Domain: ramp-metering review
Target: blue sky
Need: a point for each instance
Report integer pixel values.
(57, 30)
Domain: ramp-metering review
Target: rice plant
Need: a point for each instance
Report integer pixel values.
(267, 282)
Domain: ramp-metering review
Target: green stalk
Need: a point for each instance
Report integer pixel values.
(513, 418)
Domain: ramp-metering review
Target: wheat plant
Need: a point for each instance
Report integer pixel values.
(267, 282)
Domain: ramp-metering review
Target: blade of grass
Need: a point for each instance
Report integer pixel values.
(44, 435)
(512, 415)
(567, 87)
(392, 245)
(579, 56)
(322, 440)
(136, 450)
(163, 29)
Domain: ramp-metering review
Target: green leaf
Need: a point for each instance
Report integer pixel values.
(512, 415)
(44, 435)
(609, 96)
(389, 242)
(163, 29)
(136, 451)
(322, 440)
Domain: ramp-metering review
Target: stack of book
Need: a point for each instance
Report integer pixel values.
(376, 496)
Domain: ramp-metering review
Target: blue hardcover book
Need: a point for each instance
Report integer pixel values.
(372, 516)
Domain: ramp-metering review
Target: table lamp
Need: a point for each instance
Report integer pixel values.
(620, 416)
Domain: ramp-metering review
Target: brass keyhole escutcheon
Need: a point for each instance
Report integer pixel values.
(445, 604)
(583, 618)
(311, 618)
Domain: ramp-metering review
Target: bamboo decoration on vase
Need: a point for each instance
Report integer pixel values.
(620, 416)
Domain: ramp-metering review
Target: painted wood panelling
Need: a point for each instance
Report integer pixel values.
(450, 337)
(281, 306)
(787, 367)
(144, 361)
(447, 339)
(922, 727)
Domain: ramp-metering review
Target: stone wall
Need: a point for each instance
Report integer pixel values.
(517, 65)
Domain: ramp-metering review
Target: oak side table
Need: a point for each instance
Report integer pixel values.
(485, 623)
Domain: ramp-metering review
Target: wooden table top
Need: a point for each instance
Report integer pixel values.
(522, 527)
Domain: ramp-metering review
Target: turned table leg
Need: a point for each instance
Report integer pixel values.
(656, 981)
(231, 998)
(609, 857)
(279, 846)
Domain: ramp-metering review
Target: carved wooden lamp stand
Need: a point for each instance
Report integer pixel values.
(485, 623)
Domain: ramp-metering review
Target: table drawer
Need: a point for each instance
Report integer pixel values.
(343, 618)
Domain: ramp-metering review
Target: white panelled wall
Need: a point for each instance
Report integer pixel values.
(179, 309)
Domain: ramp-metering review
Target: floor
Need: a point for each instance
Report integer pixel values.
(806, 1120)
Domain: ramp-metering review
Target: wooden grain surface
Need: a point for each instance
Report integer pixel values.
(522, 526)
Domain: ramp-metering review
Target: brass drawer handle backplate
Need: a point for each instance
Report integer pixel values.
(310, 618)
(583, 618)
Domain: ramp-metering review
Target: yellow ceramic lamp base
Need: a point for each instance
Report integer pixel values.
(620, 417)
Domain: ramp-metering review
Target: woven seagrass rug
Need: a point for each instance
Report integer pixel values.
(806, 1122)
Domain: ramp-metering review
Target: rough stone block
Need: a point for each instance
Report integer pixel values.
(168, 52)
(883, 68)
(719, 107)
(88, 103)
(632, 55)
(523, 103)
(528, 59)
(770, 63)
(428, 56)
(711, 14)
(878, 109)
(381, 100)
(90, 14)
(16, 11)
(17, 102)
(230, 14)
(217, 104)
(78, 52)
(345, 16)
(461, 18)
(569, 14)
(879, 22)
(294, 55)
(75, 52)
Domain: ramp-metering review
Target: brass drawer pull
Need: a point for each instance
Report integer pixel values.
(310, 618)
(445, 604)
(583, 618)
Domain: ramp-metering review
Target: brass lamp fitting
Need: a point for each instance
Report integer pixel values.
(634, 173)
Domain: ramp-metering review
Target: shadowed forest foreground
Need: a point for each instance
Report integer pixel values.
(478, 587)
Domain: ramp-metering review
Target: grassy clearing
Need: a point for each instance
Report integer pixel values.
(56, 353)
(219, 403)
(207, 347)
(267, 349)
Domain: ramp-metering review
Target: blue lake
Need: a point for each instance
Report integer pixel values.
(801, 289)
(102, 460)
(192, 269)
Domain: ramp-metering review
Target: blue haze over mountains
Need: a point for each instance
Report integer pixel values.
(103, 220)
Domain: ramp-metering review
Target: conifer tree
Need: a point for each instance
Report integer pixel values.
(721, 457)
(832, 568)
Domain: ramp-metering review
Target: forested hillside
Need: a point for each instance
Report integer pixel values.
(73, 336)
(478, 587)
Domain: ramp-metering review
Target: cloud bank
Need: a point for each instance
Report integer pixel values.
◇ ◇ ◇ ◇ ◇
● Aim
Would you write down every record again, exactly?

● The completed task
Domain: ramp-metering review
Target: blue sky
Need: a point for each instance
Report integer pixel values.
(57, 30)
Domain: ramp-metering review
Target: rice plant
Need: a point for each instance
Report integer pixel values.
(267, 282)
Domain: ramp-metering review
Target: green stalk
Need: a point for each instance
Report integer pixel values.
(513, 418)
Domain: ramp-metering review
Target: wheat plant
Need: a point for each instance
Report integer pixel values.
(267, 282)
Domain: ramp-metering review
Target: blade of grass
Need: a point for each instance
Report integer pixel values.
(44, 435)
(512, 415)
(567, 87)
(392, 245)
(579, 56)
(322, 440)
(136, 450)
(163, 29)
Domain: ramp-metering review
Target: green leaf
Need: a point for each instance
Report integer pixel values.
(512, 415)
(44, 435)
(609, 96)
(389, 242)
(163, 29)
(136, 451)
(322, 440)
Domain: ramp-metering review
Target: stack of book
Need: a point for each instance
Report integer pixel values.
(376, 496)
Domain: ramp-metering review
Target: blue hardcover book
Need: a point for each instance
Report integer pixel values.
(372, 516)
Domain: ramp-metering review
Target: table lamp
Need: a point for each instance
Report integer pixel values.
(620, 416)
Domain: ramp-metering review
Target: brass keyhole escutcheon
Need: a point for each instance
Report integer pixel values.
(445, 604)
(583, 618)
(311, 618)
Domain: ramp-metering review
Target: bamboo decoration on vase
Need: a point for each instance
Report integer pixel values.
(620, 416)
Domain: ramp-metering review
Target: painted wood panelling
Need: a point for each instance
Report integer pixel values.
(450, 337)
(281, 306)
(787, 367)
(144, 361)
(447, 339)
(922, 727)
Domain: ramp-metering review
Target: stone wall
Need: a point for each instance
Report integer pixel values.
(517, 65)
Domain: ramp-metering review
Target: oak side table
Need: a point for each instance
Report integer pixel values.
(485, 623)
Domain: ramp-metering review
Target: wooden table top
Need: a point for each instance
Report integer pixel values.
(522, 527)
Domain: ramp-metering review
Target: turned table leg
Need: a point for each instance
Report integer pixel values.
(656, 981)
(231, 998)
(609, 857)
(279, 846)
Domain: ramp-metering review
Target: carved wooden lamp stand
Need: a point for each instance
Report integer pixel values.
(485, 623)
Domain: ramp-metering review
Target: table drawer
Need: a point for each instance
Report integer pixel values.
(343, 618)
Domain: ramp-metering review
Target: white panelled wall
Need: a point for each instance
Report integer pixel values.
(179, 309)
Domain: ramp-metering review
Target: floor
Need: a point for each instance
Report integer pixel values.
(806, 1120)
Domain: ramp-metering review
Target: wooden grain surface
Need: a point for each instance
Report integer pixel values.
(522, 526)
Domain: ramp-metering review
Target: brass drawer handle backplate
Need: a point for each instance
Report integer pixel values.
(310, 618)
(583, 618)
Domain: ramp-metering review
Target: yellow ceramic lamp base
Need: a point for each instance
Report integer pixel values.
(620, 417)
Domain: ramp-metering review
Target: woven seagrass rug
Need: a point for each instance
Report integer pixel values.
(806, 1122)
Domain: ramp-metering review
Target: rough stone block
Need: a point for each instance
Report integer pixel values.
(168, 52)
(883, 68)
(719, 107)
(88, 103)
(632, 55)
(523, 103)
(528, 59)
(770, 63)
(428, 56)
(711, 14)
(878, 109)
(381, 100)
(90, 14)
(16, 11)
(17, 102)
(230, 14)
(217, 104)
(78, 52)
(345, 16)
(461, 18)
(569, 14)
(879, 22)
(294, 55)
(75, 52)
Domain: ramp-metering review
Target: brass drawer pull
Need: a point for each instance
Report integer pixel values.
(310, 618)
(445, 604)
(583, 618)
Domain: ramp-metering review
Target: brass lamp fitting
Need: a point for each instance
Report integer pixel values.
(634, 173)
Domain: ramp-metering review
Target: shadowed forest foreground
Need: a point for each instance
Report integer pixel values.
(478, 587)
Domain: ramp-metering review
Target: grassy clearing
Need: a point for each instance
Report integer pixel values.
(56, 353)
(219, 403)
(207, 347)
(267, 349)
Domain: ramp-metering review
Target: blue lake
Need: a point for each instance
Report integer pixel values.
(801, 289)
(102, 460)
(192, 269)
Domain: ramp-metering review
Target: blue haze over mountains
Need: a point for each instance
Report integer pixel values.
(103, 220)
Domain: ramp-metering review
Target: conifer tree
Need: a point for each instance
Report integer pixel values.
(721, 457)
(832, 568)
Domain: ramp-metering review
Target: forested hillside
Need: a point for each instance
Report integer pixel values.
(73, 336)
(478, 587)
Domain: ramp-metering review
Target: cloud bank
Need: a point for each instance
Report integer pixel values.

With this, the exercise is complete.